GLMs Part III - Solving the GLM using iteratively reweighted least squares

Posted on Fri 07 July 2017 in posts

Solving the GLM (the hard part)

GLMs are a tricky bunch. They sound simple, but we're seeing in this series on GLMs that they aren't so easy to solve. In this third and final post on GLMs, we'll do some serious math to get a solution for GLMs, and then tidy things up and package it all into a nice little algorithm.

The first post in this series got us into the mindset of stating our goals and problems using a probabilistic framework. The second post in this series extended that idea to cover a wide range of linear models, and presented the idea of a data generation process. We ended that post with a concrete mathematical problem that we needed to solve, but we did not solve it because we said it was too damn hard. This post will introduce a solution to that equation via the method of iteratively reweighted least squares (IRLS). Finally, we'll package all that we've discussed up into a simple procedure for applying and solving GLMs.

Solving for the regression coefficients via IRLS

Quick tangent: exponential family mean and variance

For the derivations later on, two properties of exponential family distributions will prove quite important. For a random variable $Y$ that follows an exponential family distribution, we have:

$$ E\left[Y\right] = \mu = b'(\theta)\\ Var\left[Y\right] = \frac{\phi}{w} b''(\theta) $$

A lot of texts gloss over these two equations, but they are not hard to prove. The proofs can be found at the end of this post in the appendix.

The score equation

In the last post we wound up with the following equation, which we needed to solve to find the optimal regression coefficients:

$$ \vec{U}(\vec{\beta}) = \frac{1}{\phi} \left(\frac{\partial \vec{\theta}}{\partial \vec{\beta}}\right) \left[\vec{y} - \vec{\mu}\right] = \frac{1}{\phi} \left(\frac{\partial \vec{\theta}}{\partial \vec{\beta}}\right) \left[\vec{y} - g^{-1}(X \vec{\beta})\right] = \vec{0} $$

The source of our troubles is that $\vec{\mu}$ is not necessarily a linear function of the inputs and when it is not, we will not have a closed form solution for $\vec{\beta}$. We begin to combat this issue by using an approximation of the $\vec{\mu}$ vector; specifically, we use a Taylor series approximation.

Taylor approximation

A Taylor series expansion is a way of approximating a function $f(x)$ in a region near a specific point in the function's domain $x_0$. With a Taylor series, we can trade off how good the approximation is with how complex the approximation is. If we use an infinite series of terms to approximate it, the estimate becomes arbitrarily good. If we only use a few terms for the approximation, then it is not as good, but remains simple and mathematically easy to analyze. Usually, a Taylor expansion is used to obtain a decent approximation of a function in a small region of the domain which is important to the problem.

(SUPPLIED DATA)
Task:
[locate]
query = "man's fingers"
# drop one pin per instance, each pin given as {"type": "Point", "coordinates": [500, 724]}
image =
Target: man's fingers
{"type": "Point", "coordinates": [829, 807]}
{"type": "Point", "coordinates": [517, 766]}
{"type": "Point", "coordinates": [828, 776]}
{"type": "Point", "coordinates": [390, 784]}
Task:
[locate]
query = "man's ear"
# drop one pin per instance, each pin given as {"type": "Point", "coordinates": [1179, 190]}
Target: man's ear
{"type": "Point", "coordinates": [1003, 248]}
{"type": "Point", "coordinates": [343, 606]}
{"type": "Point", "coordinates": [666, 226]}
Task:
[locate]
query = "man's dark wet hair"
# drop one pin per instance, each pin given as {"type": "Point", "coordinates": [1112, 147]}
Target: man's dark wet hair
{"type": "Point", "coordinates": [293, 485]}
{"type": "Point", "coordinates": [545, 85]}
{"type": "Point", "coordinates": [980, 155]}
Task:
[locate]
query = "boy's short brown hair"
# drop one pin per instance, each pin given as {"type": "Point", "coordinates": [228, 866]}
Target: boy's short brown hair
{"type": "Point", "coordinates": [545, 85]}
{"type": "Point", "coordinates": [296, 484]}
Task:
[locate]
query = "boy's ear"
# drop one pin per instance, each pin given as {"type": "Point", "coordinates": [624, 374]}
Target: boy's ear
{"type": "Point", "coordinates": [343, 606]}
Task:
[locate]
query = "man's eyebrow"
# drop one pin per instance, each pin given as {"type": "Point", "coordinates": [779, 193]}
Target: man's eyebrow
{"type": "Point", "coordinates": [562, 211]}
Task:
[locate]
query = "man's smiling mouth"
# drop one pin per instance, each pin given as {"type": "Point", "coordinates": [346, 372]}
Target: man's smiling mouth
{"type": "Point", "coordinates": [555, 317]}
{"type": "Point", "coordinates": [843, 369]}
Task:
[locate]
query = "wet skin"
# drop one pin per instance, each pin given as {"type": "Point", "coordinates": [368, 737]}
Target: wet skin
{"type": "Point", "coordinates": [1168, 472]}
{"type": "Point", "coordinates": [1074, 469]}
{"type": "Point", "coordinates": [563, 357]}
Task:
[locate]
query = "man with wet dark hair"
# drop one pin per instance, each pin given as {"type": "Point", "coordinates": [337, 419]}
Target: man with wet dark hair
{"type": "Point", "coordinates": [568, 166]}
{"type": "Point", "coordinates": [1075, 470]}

(PROBLEMS)
A. Answer these about the post on solving GLMs, one answer a line, marked to match:
(i) Which method does the post use to solve the equation left over from the second post?
(ii) Where in the post are the proofs of the exponential family mean and variance equations?
(iii) What kind of approximation does the post apply to the $\vec{\mu}$ vector?
B. Can you repeat part of the post on solving GLMs, beginning at the words "A lot of texts" and stopping after "Taylor series approximation.", and switch "troubles" to "difficulties"?

(TASK-BY-TASK SOLUTIONS)
A.
(i) Iteratively reweighted least squares (IRLS).
(ii) In the appendix at the end of the post.
(iii) A Taylor series approximation.

B.
A lot of texts gloss over these two equations, but they are not hard to prove. The proofs can be found at the end of this post in the appendix.

The score equation

In the last post we wound up with the following equation, which we needed to solve to find the optimal regression coefficients:

$$ \vec{U}(\vec{\beta}) = \frac{1}{\phi} \left(\frac{\partial \vec{\theta}}{\partial \vec{\beta}}\right) \left[\vec{y} - \vec{\mu}\right] = \frac{1}{\phi} \left(\frac{\partial \vec{\theta}}{\partial \vec{\beta}}\right) \left[\vec{y} - g^{-1}(X \vec{\beta})\right] = \vec{0} $$

The source of our difficulties is that $\vec{\mu}$ is not necessarily a linear function of the inputs and when it is not, we will not have a closed form solution for $\vec{\beta}$. We begin to combat this issue by using an approximation of the $\vec{\mu}$ vector; specifically, we use a Taylor series approximation.